Check each line of the entries below for the word "water", and copy the lines that have it.
^^^^
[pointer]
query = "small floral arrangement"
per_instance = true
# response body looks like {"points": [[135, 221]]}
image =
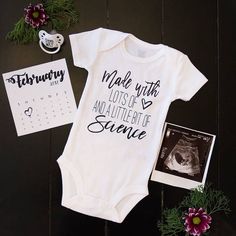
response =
{"points": [[55, 14], [194, 214]]}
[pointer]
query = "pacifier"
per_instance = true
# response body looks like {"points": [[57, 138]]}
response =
{"points": [[50, 43]]}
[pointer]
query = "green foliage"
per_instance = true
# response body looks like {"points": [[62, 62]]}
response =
{"points": [[62, 15], [209, 199], [172, 223], [23, 33]]}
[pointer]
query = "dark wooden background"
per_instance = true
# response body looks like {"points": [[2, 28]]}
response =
{"points": [[30, 181]]}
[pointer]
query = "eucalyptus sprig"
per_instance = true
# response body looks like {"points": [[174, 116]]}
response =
{"points": [[53, 14], [202, 201]]}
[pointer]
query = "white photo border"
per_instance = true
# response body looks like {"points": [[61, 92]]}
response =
{"points": [[179, 179]]}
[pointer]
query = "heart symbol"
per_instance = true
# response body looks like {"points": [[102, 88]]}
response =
{"points": [[28, 111], [146, 104]]}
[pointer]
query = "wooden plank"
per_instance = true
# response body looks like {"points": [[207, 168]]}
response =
{"points": [[24, 160], [227, 108], [65, 221]]}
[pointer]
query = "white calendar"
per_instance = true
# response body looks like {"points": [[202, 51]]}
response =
{"points": [[40, 97]]}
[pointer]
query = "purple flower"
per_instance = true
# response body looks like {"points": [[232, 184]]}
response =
{"points": [[197, 221], [35, 15]]}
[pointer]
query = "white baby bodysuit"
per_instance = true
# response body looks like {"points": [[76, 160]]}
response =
{"points": [[116, 133]]}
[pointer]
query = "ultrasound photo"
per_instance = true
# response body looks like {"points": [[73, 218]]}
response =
{"points": [[183, 157]]}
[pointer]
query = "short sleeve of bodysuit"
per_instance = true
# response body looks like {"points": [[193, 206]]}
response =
{"points": [[188, 79], [85, 46]]}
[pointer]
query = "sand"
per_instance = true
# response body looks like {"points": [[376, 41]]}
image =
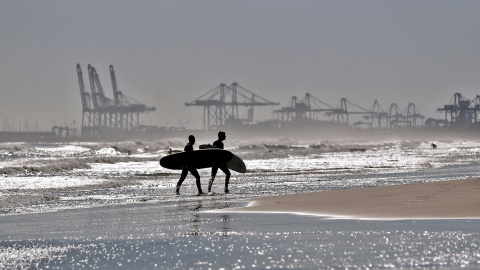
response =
{"points": [[437, 200]]}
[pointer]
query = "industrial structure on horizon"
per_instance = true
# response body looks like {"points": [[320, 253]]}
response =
{"points": [[233, 105], [101, 114]]}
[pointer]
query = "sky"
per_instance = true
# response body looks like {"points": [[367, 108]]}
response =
{"points": [[166, 53]]}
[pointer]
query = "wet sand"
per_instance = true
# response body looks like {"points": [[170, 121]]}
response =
{"points": [[434, 200]]}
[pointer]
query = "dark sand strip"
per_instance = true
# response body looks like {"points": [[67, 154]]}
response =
{"points": [[438, 200]]}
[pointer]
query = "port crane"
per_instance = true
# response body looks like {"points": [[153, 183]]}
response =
{"points": [[309, 108], [102, 114], [221, 105]]}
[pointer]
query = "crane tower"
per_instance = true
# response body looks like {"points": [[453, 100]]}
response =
{"points": [[221, 105]]}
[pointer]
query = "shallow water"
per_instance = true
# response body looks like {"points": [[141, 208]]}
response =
{"points": [[156, 236], [90, 205]]}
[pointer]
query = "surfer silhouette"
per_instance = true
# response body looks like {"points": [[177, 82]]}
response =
{"points": [[219, 144], [189, 167]]}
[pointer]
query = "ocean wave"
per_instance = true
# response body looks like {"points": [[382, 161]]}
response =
{"points": [[63, 165]]}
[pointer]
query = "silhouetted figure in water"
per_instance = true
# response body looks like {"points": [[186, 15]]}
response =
{"points": [[219, 144], [189, 167]]}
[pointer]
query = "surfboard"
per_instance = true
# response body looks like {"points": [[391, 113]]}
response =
{"points": [[203, 159], [237, 164], [207, 146]]}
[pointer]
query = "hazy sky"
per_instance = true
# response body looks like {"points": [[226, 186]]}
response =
{"points": [[166, 53]]}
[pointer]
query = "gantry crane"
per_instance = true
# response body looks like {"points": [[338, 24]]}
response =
{"points": [[309, 108], [459, 112], [101, 113], [221, 105]]}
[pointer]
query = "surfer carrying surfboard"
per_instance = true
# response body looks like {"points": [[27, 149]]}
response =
{"points": [[189, 167], [219, 144]]}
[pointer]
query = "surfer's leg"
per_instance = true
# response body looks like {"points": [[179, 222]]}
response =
{"points": [[225, 169], [182, 178], [210, 183], [194, 172]]}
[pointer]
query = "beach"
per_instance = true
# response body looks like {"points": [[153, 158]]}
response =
{"points": [[327, 205], [453, 199]]}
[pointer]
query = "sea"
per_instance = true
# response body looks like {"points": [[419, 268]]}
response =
{"points": [[109, 205]]}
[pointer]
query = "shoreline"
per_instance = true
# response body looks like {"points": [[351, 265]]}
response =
{"points": [[453, 199]]}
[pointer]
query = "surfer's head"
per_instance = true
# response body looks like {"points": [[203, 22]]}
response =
{"points": [[221, 135]]}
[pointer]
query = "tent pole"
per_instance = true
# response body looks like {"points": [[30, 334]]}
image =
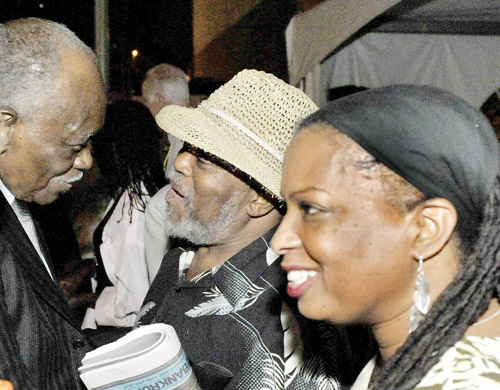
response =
{"points": [[102, 38]]}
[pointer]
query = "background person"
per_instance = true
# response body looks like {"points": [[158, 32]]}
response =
{"points": [[127, 152], [163, 85], [393, 221], [221, 287], [52, 101]]}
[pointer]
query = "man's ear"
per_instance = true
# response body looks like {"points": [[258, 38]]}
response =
{"points": [[435, 221], [8, 117], [259, 206]]}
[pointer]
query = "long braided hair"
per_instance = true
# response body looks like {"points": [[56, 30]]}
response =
{"points": [[458, 307], [127, 151]]}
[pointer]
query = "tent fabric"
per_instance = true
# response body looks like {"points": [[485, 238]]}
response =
{"points": [[467, 65], [312, 35]]}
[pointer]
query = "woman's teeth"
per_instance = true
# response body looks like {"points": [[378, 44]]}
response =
{"points": [[299, 277]]}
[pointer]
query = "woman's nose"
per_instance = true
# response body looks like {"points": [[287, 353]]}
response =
{"points": [[183, 163], [83, 159], [286, 238]]}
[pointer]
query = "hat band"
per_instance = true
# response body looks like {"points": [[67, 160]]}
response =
{"points": [[246, 131]]}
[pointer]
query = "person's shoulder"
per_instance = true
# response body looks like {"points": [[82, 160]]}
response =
{"points": [[472, 363]]}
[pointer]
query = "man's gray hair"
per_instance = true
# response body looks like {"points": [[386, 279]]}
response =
{"points": [[169, 81], [30, 60]]}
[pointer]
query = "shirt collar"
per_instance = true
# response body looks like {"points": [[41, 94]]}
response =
{"points": [[6, 193]]}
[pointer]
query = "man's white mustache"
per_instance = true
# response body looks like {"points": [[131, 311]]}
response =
{"points": [[75, 178]]}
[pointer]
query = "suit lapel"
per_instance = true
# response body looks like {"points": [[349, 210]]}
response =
{"points": [[28, 259]]}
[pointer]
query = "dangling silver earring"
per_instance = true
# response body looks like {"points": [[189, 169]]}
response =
{"points": [[421, 298]]}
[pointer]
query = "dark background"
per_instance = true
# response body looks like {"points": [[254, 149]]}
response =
{"points": [[161, 30]]}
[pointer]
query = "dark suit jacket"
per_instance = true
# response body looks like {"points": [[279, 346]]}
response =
{"points": [[41, 344]]}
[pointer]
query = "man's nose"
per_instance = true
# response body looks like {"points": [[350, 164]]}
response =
{"points": [[83, 159], [183, 163]]}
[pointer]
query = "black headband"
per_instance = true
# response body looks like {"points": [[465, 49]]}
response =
{"points": [[435, 140]]}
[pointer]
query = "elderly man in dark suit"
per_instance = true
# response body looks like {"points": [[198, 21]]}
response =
{"points": [[52, 100]]}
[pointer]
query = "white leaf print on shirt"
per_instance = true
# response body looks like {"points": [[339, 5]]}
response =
{"points": [[219, 305]]}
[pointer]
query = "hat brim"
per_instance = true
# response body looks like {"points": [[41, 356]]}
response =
{"points": [[196, 127]]}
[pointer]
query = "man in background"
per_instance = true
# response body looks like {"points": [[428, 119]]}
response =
{"points": [[222, 287], [164, 85], [52, 100]]}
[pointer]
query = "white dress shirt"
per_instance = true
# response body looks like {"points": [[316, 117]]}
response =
{"points": [[23, 214]]}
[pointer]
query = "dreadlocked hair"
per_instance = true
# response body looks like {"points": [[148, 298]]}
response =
{"points": [[127, 151], [458, 307]]}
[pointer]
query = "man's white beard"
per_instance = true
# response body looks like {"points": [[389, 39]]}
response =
{"points": [[203, 233]]}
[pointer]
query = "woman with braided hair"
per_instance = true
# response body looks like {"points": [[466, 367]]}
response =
{"points": [[393, 220], [127, 152]]}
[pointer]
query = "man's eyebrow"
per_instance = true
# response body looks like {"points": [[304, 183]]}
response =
{"points": [[308, 189], [80, 141]]}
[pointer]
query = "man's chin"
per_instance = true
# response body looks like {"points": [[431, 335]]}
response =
{"points": [[45, 197]]}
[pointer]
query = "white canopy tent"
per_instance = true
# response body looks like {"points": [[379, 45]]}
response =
{"points": [[462, 55]]}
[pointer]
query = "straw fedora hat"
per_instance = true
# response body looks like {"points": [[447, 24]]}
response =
{"points": [[248, 123]]}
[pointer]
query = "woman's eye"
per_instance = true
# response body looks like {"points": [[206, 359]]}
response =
{"points": [[308, 209]]}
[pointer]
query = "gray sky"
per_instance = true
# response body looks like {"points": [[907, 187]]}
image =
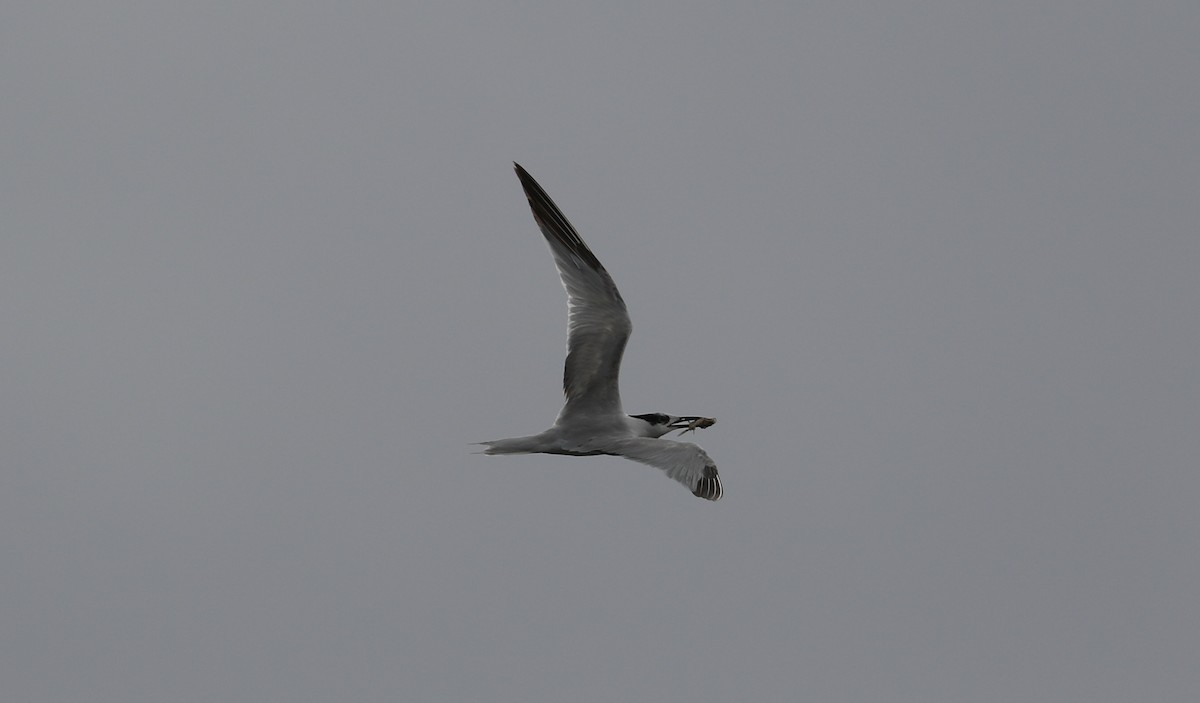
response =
{"points": [[267, 271]]}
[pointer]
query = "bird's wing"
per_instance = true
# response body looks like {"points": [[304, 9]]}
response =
{"points": [[598, 324], [682, 461]]}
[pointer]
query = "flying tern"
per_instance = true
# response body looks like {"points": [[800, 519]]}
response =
{"points": [[592, 421]]}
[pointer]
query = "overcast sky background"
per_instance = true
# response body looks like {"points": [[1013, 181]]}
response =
{"points": [[265, 271]]}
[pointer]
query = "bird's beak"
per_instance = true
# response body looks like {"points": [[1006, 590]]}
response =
{"points": [[691, 422]]}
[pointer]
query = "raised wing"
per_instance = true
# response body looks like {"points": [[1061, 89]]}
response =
{"points": [[598, 324], [682, 461]]}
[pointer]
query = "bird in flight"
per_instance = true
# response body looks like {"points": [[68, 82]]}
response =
{"points": [[592, 421]]}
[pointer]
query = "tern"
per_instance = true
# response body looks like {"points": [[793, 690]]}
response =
{"points": [[592, 420]]}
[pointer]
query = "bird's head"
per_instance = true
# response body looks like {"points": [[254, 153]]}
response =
{"points": [[659, 424]]}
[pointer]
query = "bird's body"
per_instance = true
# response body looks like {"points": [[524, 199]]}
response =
{"points": [[592, 421]]}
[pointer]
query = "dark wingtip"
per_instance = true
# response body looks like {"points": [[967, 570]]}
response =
{"points": [[709, 486]]}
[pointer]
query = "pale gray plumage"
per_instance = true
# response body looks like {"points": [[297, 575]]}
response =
{"points": [[592, 420]]}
^^^^
THE COMPLETED TASK:
query = "shallow water"
query = "silhouetted figure in water"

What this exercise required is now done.